**Exercise brief:** Omitting all pictures, print the lines of the listing from the one containing "target | clear glass tumbler" through the final line, both ends included, with no other text.
** BEGIN **
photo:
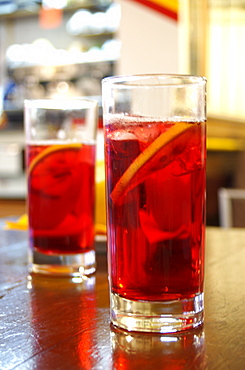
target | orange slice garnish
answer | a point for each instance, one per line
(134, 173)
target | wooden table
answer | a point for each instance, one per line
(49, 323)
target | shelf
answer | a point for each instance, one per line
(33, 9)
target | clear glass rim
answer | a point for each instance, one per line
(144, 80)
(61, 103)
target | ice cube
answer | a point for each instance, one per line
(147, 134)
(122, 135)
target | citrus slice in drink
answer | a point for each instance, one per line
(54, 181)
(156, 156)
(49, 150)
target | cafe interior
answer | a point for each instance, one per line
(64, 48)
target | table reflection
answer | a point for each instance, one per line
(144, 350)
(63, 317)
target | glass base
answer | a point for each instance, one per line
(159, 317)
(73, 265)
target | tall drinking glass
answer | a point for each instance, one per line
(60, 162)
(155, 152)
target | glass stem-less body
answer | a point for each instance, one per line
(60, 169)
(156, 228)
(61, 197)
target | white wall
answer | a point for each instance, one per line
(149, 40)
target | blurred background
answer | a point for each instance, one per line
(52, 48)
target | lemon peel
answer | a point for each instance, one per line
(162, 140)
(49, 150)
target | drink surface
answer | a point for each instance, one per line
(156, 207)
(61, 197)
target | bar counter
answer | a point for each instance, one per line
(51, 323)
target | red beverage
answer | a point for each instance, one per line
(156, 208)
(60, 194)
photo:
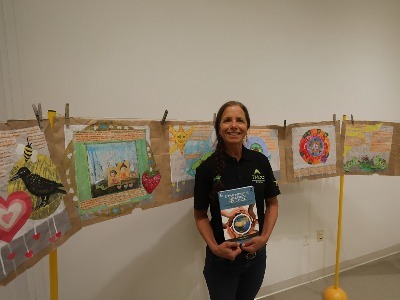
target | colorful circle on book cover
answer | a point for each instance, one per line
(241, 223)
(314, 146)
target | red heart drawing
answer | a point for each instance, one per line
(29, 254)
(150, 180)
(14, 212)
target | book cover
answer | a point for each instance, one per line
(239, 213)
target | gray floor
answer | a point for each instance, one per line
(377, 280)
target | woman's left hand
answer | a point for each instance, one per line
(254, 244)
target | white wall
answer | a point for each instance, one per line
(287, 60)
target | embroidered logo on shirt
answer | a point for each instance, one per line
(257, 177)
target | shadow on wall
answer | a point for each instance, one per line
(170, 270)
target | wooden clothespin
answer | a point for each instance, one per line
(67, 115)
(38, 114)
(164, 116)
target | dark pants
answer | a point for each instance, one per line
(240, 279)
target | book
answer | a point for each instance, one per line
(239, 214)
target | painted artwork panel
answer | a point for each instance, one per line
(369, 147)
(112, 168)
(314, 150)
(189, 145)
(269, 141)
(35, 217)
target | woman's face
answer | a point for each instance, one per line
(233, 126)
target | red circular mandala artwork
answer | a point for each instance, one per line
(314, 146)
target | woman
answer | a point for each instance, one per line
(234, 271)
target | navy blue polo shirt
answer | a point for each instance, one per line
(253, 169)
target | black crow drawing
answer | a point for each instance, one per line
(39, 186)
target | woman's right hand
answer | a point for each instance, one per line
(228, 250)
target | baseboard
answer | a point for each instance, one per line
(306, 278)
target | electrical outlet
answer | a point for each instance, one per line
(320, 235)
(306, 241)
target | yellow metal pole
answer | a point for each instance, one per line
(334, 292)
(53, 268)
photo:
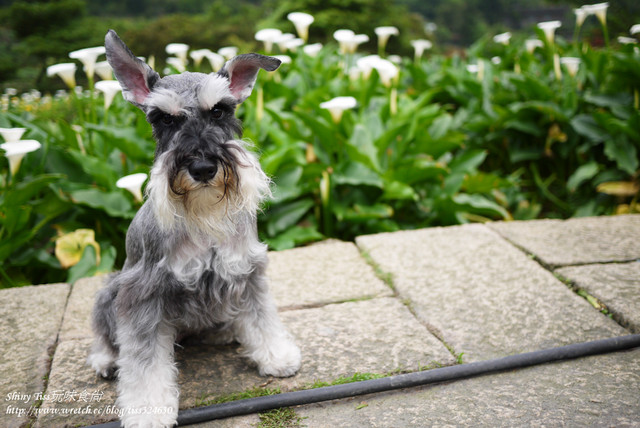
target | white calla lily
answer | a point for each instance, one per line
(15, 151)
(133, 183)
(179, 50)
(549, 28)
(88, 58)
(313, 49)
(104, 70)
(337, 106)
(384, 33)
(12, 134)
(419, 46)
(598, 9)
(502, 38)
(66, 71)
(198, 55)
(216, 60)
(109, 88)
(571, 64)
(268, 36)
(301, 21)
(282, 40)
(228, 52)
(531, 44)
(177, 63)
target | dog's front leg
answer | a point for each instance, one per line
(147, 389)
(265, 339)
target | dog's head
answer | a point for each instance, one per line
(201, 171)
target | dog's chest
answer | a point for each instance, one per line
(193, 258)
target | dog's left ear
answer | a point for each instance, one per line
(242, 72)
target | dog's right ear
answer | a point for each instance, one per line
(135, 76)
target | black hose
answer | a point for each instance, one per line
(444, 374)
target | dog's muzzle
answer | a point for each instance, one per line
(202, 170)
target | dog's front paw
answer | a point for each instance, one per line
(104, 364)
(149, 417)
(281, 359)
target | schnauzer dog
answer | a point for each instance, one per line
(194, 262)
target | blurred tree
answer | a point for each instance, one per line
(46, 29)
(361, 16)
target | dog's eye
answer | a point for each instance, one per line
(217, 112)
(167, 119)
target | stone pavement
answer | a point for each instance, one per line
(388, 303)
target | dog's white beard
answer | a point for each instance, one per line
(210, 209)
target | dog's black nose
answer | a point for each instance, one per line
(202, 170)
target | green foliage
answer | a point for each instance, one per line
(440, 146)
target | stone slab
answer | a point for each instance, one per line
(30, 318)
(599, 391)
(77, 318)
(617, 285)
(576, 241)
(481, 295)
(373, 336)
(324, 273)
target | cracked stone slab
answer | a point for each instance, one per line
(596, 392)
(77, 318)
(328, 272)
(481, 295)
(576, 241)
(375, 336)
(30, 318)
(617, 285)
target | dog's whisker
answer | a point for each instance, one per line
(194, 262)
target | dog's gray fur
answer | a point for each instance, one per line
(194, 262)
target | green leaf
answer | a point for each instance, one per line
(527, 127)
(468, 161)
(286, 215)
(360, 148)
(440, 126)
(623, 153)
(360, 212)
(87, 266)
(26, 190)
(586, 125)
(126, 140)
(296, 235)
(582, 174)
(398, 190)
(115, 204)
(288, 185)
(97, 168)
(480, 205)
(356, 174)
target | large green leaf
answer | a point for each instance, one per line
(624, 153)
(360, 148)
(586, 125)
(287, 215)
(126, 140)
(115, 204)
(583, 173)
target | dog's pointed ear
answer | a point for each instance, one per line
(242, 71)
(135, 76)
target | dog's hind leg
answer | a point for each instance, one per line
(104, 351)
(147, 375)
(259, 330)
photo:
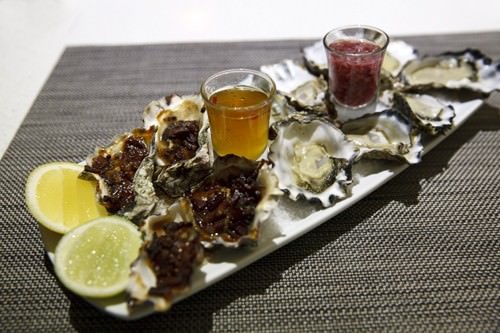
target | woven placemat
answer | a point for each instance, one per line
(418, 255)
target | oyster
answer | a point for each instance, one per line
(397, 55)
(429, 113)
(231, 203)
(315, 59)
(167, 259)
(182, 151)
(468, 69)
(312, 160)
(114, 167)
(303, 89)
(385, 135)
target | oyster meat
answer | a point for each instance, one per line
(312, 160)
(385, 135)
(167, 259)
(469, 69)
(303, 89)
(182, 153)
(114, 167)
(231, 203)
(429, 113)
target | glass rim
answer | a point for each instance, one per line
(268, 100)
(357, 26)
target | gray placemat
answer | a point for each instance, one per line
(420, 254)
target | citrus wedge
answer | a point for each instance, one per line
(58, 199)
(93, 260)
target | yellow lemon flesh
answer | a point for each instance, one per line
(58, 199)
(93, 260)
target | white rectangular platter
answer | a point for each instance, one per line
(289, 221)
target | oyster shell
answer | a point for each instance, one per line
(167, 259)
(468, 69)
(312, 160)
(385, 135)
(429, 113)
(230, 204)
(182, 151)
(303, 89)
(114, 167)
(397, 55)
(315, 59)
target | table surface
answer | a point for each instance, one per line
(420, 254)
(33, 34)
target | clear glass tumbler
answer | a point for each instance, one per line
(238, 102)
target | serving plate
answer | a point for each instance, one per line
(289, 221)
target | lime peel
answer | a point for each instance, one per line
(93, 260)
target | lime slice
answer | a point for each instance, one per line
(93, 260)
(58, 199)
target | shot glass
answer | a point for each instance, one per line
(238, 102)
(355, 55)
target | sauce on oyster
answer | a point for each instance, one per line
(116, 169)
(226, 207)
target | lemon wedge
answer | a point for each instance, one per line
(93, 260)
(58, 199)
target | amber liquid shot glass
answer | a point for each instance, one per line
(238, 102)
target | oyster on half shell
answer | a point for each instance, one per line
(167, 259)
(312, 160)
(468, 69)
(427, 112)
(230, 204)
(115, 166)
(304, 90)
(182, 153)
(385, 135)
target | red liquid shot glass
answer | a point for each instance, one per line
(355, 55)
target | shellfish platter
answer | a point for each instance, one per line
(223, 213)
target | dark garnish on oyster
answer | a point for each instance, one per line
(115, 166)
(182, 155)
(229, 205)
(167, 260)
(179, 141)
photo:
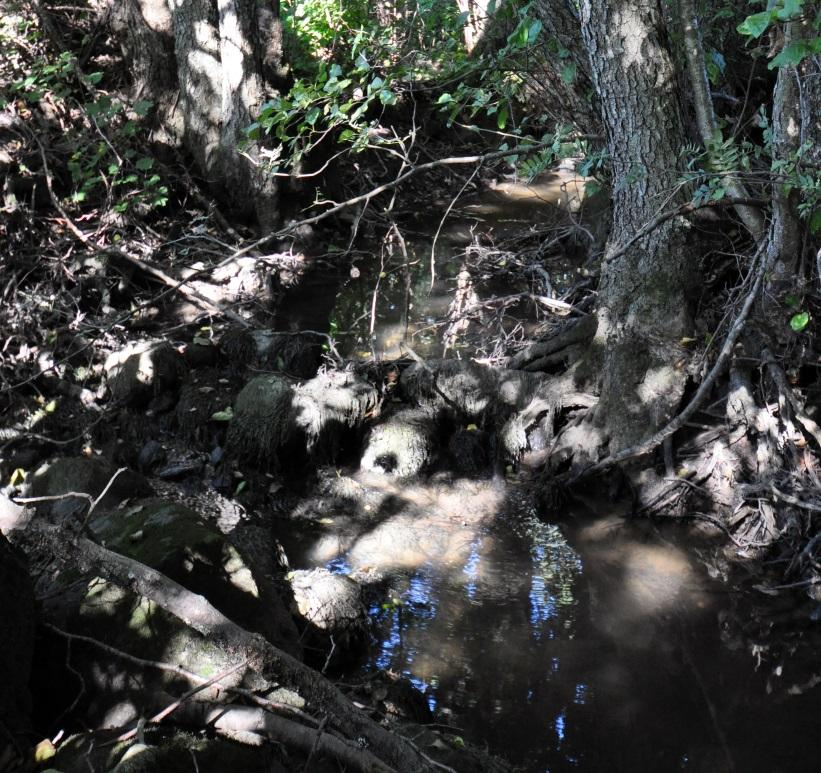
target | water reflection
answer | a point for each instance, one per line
** END **
**Solution to the exercise:**
target | clear glass tumbler
answer | a point for each instance, one per line
(238, 102)
target | serving plate
answer | a point for each instance, one per line
(289, 221)
target | lime peel
answer | a point for each instance, one per line
(93, 260)
target | lime slice
answer | a point for each instance, one per line
(93, 260)
(58, 199)
target | shot glass
answer | a point for each instance, one per line
(238, 102)
(355, 55)
target | sauce on oyster
answer | a point for each instance, one per line
(116, 169)
(226, 207)
target | lemon wedge
answer | a point for each instance, one per line
(93, 260)
(58, 199)
target | amber liquid shot glass
answer | a point for each instance, one per line
(238, 102)
target | oyster on half shell
answer | a point for each instance, one per line
(167, 259)
(312, 160)
(468, 69)
(427, 112)
(230, 204)
(115, 166)
(304, 90)
(182, 153)
(385, 135)
target | red liquid shot glass
answer | a point for each instance, one per line
(355, 55)
target | shellfish platter
answer | a point for each instance, one per line
(223, 213)
target | dark garnish on oyster
answer | a point for each instance, one per line
(115, 166)
(182, 155)
(229, 205)
(167, 260)
(179, 141)
photo:
target | water reflection
answer | a point for each instance, one per line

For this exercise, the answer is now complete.